◆ **Supplied passage**
——————————
Phase 4: Code Quality¶

4.1 Remove Unused Imports¶

Status: ✅ Complete

Known issues: - training.py:10 - from pymol.querying import distance unused

Solution: - [x] Removed unused import

4.2 Fix NaN Handling¶

Status: Deferred

Problem: vampnet.py replaces NaN outputs with zeros (masking the problem)

Solution: Investigate root cause of NaN generation

Task Priority¶

Priority	Task	Effort	Impact	Status
~~1~~	~~Fix config imports (blocking)~~	~~Low~~	~~Critical~~	✅ Done
~~2~~	~~Remove deleted modules~~	~~Trivial~~	~~Low~~	✅ Done
~~3~~	~~Fix hardcoded CUDA~~	~~Trivial~~	~~Medium~~	✅ Done
~~4~~	~~Remove unused imports~~	~~Trivial~~	~~Low~~	✅ Done
~~5~~	~~Create preset files~~	~~Medium~~	~~Medium~~	✅ Done
~~6~~	~~Complete MetaConfig/ML3Config~~	~~Medium~~	~~Medium~~	✅ Done
~~7~~	~~Non-continuous trajectory support~~	~~Medium~~	~~High~~	✅ Done
~~8~~	~~Merge dataset files~~	~~Medium~~	~~Medium~~	✅ Done
9	Integrate ML3 encoder	Medium	High	Pending

Progress Tracker¶

Completed¶

[x] Read and analyze codebase
[x] Created CODEBASE_SUMMARY.md
[x] Created DEVELOPMENT_PLAN.md (this file)
——————————
◆ **Material provided**
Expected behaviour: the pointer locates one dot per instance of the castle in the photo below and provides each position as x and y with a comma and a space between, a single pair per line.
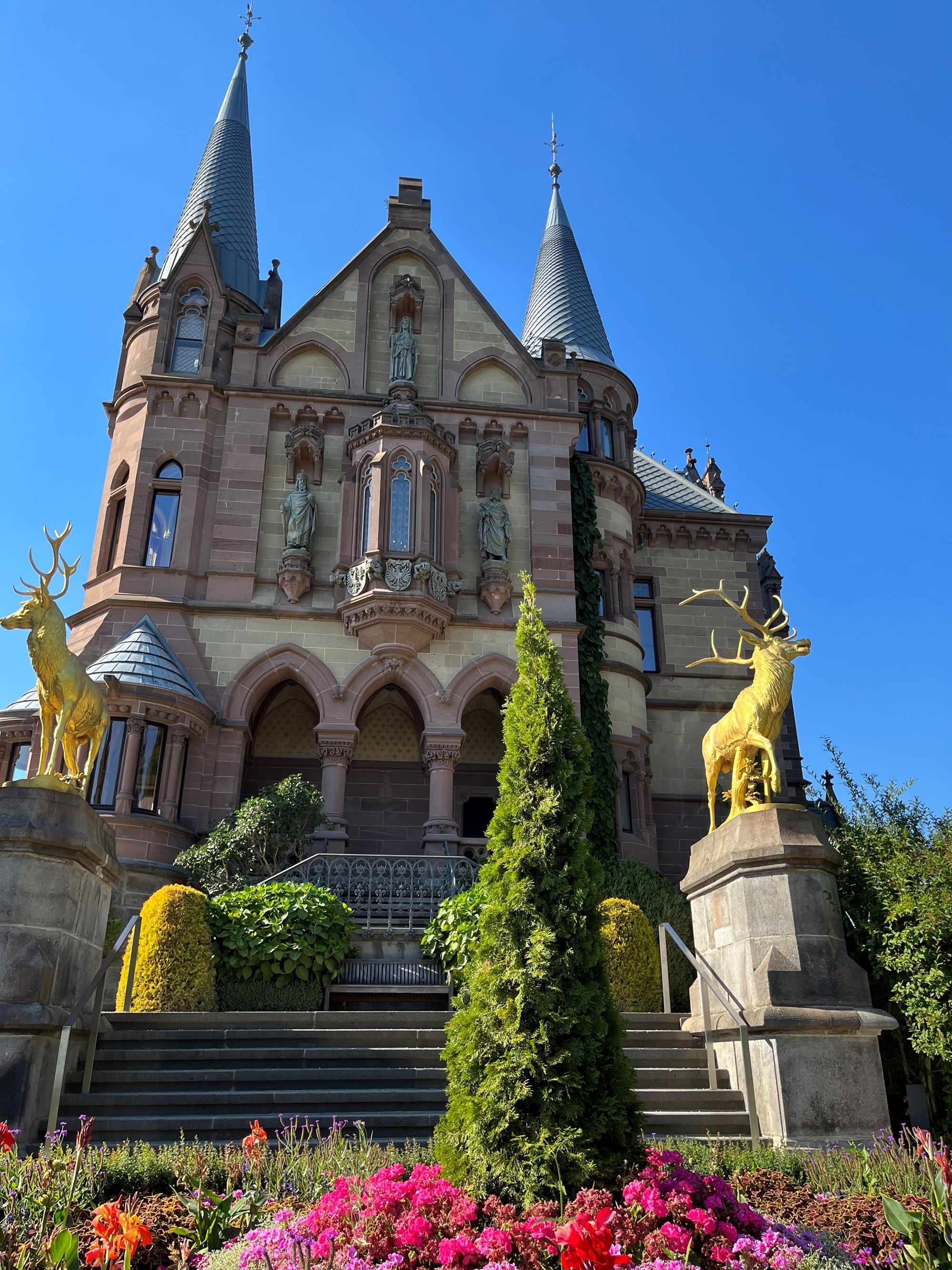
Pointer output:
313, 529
——————————
◆ **Work to do**
1) Answer these questions using the development plan:
(a) Which file holds the unused import named under "Remove Unused Imports"?
(b) What status is given for "Fix NaN Handling"?
(c) Which task in the priority table is still pending?
2) List every task in the development plan's priority table whose effort is rated Medium.
3) Copy the part of the development plan starting with "Known issues: - training.py:10" and going on through "(masking the problem)".
The listing above comes from a separate source.

◆ **Task-by-task outputs**
1)
(a) training.py
(b) Deferred
(c) Integrate ML3 encoder

2)
- Create preset files
- Complete MetaConfig/ML3Config
- Non-continuous trajectory support
- Merge dataset files
- Integrate ML3 encoder

3)
Known issues: - training.py:10 - from pymol.querying import distance unused

Solution: - [x] Removed unused import

4.2 Fix NaN Handling¶

Status: Deferred

Problem: vampnet.py replaces NaN outputs with zeros (masking the problem)